I admit my reticence about this subject comes from being in seminars taught by two of those people in 1971 while the work was being done that won the Nobel Prize.
Just know that in the really fine print the model was intended for a specific subset of European options. Nearly everyone has forgotten that, including two of those people.

Bluntly, these instruments are now roughly on a par with betting systems. The technologies are largely identical. The house wins, all others have net losses.
When one does true hedging those costs are often reasonable. When one speculates, one loses! The house makes sure that their takes does not make everyone lose, nor anybody lose all the time. Like betting systems, the occasional wins generate false confidence.

Once again, 2020 is analogous to 1972 and early 2008, maybe even 1928, Elon sees us in the Roaring 20's, after all. Longs will not be harmed and will probably thrive. Many speculators will have a sad year in 2021.

Probably the people making all those sweet profits will not heed these warnings from some of us. I am keeping at it because the Tesla community is precious to me and I really will be sad if some of us end out paying the price for irrational exuberance. Frankly, following this advice will not make anybody lose any money, so long as they do not sell. Staying in is another story.

Of course I am older than most of us. I bear the scars of 1973. I learned soon enough that I managed to recover before too long. A financial life doing many workouts and liquidations taught me how often those same mistakes keep being repeated. The failures disappear and new smarter people reinvent the same mistakes.

Anybody who wonders how this might happen now might study the career of, say, Steve Mnuchin. Don't leave out the details of Sears and IndyMac, or Trump Tower Chicago.
Superficiality in investment is just like superficiality in any major decision.

I'll nominate this post for Moderators choice! People need to understand what you have presented here in outline form on a deeper level and this post is a good start to thinking about these things. Especially the part about false confidence born out of a string of wins. This is a very common failing, not understanding the true odds. Humans are terrible at this while constantly over-estimating their ability to understand risk/reward.

What I find interesting is that some people look at investing in general, that is, taking a long position in a productive company, in the same "gambling" light that you have used to illuminate options speculation. I am not against gambling at all if the odds are in your favor. But the key to this is fully understanding the risk/reward relationship, risk management and knowing that your ability to judge the risk/reward is not perfect and never will be.

▶ **STORED DATA**:
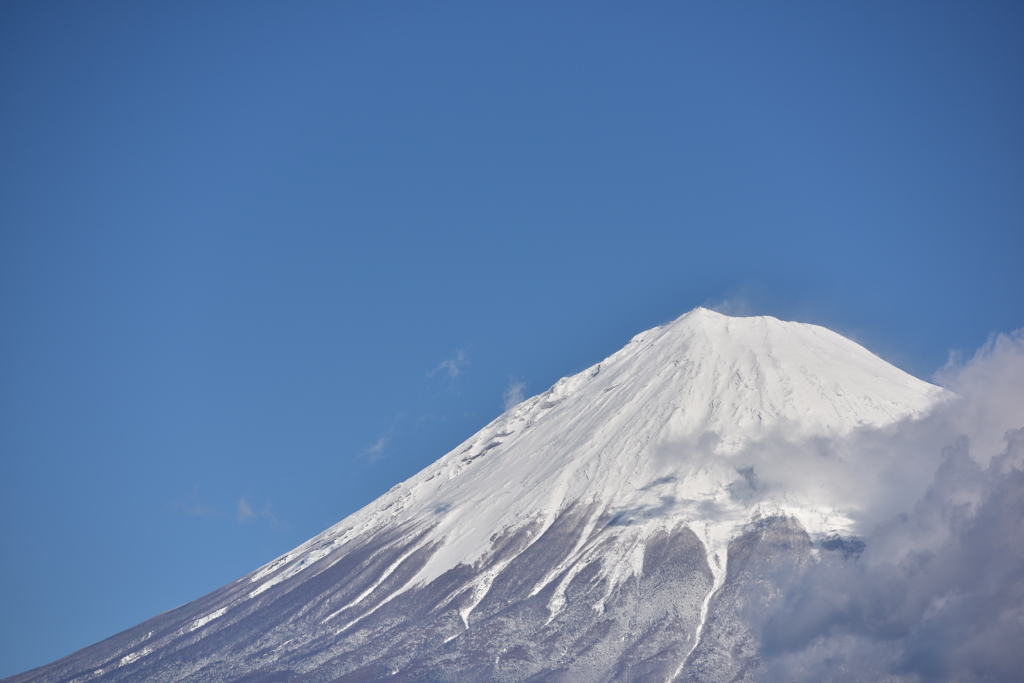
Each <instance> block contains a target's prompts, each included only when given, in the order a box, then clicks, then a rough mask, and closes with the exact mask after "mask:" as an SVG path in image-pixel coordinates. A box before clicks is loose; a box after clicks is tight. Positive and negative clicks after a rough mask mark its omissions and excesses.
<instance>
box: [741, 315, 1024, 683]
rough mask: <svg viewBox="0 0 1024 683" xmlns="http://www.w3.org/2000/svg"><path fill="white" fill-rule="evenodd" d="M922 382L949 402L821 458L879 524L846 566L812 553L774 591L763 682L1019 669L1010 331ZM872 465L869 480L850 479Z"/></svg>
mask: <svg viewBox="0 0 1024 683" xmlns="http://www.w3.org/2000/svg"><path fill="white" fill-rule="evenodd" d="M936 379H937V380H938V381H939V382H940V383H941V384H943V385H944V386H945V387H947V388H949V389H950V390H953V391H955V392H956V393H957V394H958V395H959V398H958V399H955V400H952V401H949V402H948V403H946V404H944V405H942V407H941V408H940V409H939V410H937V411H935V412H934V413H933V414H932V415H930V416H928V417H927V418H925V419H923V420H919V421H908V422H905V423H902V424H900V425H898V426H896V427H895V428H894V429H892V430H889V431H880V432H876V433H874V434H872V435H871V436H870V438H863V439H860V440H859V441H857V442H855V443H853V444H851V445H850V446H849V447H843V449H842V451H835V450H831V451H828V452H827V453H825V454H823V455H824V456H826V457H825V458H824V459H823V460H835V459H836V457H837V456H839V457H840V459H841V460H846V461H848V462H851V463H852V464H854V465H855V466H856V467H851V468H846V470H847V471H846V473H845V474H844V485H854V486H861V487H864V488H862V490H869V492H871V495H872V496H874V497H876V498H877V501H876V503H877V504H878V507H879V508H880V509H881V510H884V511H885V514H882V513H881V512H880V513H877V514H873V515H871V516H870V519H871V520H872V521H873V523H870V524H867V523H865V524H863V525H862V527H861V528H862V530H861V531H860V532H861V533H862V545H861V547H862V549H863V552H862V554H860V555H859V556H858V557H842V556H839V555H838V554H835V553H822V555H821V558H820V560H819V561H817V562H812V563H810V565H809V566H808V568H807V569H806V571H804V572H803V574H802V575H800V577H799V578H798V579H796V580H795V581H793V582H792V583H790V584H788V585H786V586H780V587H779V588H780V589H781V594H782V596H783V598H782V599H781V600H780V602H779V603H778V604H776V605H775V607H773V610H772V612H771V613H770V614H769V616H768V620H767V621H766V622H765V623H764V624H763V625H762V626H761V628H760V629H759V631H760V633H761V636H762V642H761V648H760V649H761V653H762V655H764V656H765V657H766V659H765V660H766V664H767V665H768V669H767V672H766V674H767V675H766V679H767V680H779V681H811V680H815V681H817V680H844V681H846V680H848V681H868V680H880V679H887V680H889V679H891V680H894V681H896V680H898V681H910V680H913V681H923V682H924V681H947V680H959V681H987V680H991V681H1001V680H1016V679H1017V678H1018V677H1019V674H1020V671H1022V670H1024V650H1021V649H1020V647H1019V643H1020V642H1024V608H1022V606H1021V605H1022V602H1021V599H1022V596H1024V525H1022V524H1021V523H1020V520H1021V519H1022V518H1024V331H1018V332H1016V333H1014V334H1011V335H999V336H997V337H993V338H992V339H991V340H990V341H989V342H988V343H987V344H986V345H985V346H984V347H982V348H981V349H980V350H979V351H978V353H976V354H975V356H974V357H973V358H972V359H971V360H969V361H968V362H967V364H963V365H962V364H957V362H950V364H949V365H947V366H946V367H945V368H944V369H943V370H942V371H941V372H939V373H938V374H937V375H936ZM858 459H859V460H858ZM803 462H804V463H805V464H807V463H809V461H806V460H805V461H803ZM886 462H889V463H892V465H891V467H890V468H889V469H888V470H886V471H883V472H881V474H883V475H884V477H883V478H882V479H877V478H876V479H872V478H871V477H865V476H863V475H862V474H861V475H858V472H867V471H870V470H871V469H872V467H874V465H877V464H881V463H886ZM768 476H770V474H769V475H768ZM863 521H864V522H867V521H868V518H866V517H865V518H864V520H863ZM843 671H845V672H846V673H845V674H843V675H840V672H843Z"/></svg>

--

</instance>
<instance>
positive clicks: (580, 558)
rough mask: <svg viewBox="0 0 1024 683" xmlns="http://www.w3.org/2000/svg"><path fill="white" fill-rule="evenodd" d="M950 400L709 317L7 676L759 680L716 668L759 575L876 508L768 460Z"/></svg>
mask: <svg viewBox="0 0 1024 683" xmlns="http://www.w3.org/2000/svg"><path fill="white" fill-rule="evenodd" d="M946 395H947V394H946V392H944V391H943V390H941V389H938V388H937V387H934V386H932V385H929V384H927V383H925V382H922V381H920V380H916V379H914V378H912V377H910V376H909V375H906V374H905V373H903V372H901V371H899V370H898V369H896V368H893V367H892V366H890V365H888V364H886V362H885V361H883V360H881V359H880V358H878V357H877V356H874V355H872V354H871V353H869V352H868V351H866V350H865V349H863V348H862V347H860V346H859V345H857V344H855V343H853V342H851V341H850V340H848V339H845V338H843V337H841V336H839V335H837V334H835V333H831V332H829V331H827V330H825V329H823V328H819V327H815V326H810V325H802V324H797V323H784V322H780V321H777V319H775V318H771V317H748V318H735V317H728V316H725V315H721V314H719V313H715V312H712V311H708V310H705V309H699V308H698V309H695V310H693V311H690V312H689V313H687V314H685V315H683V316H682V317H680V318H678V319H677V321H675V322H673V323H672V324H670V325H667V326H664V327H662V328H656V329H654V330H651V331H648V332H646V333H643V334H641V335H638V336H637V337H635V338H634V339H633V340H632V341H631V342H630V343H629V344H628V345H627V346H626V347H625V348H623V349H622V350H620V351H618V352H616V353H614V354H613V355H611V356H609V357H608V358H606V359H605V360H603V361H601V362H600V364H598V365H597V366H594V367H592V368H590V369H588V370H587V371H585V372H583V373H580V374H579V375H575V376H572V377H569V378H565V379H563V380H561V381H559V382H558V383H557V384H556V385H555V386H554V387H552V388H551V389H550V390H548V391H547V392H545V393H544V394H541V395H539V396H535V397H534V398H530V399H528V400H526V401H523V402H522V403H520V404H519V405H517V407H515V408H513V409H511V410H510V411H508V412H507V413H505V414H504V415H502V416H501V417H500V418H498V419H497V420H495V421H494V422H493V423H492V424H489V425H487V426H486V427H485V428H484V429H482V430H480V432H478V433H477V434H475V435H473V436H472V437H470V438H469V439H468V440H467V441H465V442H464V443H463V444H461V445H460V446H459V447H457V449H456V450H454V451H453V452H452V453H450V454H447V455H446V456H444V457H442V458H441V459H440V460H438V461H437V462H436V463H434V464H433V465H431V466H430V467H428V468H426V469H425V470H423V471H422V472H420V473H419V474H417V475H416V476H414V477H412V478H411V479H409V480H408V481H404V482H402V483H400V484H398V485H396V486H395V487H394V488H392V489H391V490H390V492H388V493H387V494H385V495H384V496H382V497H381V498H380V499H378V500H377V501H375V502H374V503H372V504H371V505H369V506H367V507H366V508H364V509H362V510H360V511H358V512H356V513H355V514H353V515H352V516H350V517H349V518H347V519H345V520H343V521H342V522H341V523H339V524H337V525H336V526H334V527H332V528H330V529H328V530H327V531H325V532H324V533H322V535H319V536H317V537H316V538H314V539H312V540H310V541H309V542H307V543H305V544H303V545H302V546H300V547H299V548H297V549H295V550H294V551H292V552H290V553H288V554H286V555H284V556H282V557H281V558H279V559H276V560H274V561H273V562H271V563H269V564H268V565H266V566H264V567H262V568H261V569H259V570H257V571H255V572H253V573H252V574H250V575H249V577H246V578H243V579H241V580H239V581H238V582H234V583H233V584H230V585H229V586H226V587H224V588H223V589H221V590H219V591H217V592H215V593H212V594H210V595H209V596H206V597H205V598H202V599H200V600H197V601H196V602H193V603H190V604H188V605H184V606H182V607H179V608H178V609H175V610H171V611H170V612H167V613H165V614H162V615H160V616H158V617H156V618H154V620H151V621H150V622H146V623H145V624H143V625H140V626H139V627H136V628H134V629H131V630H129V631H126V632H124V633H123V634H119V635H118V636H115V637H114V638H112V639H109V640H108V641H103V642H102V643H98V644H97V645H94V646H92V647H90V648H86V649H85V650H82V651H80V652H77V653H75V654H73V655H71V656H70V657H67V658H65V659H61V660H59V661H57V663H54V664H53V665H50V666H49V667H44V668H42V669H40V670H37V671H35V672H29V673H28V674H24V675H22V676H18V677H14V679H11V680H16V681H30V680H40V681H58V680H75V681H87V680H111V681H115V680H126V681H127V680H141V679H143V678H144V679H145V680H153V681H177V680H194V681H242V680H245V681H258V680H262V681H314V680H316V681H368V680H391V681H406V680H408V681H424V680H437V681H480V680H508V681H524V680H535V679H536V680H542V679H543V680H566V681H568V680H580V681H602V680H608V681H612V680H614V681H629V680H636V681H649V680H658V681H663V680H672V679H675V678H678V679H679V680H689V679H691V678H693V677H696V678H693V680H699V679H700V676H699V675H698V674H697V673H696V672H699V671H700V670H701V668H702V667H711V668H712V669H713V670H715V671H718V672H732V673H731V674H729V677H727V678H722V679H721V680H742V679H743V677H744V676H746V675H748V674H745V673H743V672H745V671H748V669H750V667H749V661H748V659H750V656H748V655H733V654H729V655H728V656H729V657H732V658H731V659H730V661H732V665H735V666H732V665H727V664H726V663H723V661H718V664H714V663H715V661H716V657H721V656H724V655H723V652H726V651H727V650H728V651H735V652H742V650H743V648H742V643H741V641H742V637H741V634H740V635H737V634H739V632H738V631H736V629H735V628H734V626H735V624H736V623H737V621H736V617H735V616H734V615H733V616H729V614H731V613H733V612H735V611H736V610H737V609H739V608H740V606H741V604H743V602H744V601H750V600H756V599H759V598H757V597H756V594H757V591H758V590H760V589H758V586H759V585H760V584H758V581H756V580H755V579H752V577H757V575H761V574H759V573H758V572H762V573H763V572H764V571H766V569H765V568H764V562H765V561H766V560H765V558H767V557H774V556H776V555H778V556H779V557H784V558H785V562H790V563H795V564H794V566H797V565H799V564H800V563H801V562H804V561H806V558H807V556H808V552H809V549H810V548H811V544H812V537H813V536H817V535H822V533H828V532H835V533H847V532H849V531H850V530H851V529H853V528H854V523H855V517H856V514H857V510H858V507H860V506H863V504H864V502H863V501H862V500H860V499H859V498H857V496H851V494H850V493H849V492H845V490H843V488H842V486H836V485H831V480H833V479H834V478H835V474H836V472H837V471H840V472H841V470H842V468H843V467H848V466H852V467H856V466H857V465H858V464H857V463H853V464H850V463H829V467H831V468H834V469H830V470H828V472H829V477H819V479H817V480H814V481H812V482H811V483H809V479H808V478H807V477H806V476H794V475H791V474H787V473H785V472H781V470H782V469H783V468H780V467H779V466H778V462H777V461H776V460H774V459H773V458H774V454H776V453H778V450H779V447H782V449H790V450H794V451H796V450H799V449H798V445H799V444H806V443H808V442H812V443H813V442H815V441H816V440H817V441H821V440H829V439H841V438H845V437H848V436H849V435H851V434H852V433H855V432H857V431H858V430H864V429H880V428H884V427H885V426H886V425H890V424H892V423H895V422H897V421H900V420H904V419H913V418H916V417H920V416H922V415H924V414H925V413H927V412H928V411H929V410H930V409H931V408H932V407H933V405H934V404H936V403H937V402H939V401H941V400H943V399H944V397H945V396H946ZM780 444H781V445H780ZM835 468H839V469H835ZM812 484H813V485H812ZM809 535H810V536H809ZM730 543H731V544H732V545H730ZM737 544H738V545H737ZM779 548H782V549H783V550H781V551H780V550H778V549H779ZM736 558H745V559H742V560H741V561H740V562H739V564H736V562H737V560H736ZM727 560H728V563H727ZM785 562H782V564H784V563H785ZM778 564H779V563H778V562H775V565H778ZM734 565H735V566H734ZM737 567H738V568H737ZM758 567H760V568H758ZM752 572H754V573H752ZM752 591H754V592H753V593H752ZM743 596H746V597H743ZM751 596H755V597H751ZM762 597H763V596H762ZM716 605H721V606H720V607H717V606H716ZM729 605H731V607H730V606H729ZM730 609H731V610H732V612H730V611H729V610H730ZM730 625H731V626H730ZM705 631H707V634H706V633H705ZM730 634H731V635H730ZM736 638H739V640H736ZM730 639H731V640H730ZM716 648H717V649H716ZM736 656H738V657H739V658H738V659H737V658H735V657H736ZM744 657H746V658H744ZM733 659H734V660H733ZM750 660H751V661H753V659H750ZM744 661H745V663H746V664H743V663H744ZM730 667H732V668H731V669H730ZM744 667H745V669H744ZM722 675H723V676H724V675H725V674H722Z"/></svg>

...

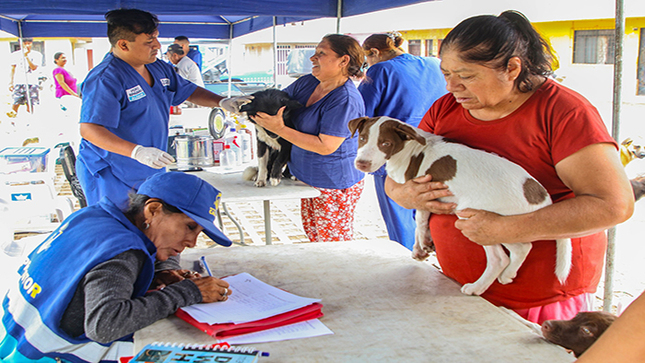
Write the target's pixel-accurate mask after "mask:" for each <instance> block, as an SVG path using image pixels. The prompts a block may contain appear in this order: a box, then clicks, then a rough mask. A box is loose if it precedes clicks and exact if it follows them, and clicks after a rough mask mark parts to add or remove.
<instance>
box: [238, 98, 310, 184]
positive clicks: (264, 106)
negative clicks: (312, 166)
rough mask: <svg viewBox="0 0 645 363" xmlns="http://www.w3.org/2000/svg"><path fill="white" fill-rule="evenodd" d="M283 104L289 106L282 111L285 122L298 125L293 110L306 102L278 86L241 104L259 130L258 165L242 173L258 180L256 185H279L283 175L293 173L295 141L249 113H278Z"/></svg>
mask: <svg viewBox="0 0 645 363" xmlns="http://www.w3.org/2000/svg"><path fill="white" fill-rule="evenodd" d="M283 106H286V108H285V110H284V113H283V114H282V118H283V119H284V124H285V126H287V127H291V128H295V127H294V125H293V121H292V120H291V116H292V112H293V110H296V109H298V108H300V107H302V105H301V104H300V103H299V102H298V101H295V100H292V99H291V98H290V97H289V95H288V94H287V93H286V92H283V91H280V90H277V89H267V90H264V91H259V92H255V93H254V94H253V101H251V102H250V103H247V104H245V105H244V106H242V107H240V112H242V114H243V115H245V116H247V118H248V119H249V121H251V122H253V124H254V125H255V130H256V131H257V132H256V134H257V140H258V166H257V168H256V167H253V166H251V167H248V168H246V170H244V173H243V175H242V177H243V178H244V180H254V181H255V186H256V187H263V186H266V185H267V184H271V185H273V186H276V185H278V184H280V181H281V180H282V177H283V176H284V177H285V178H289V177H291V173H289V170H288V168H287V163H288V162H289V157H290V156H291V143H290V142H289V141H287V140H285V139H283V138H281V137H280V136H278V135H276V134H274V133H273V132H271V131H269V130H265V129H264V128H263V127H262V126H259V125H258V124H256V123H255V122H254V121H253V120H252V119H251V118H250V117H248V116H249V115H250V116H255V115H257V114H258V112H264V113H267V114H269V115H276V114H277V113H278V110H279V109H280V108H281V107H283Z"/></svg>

▶ **WHAT YOU HAVE TO DO**:
Please answer from the forum discussion of options speculation above: according to the really fine print, what was the model intended for?

▶ **TASK RESULT**:
A specific subset of European options.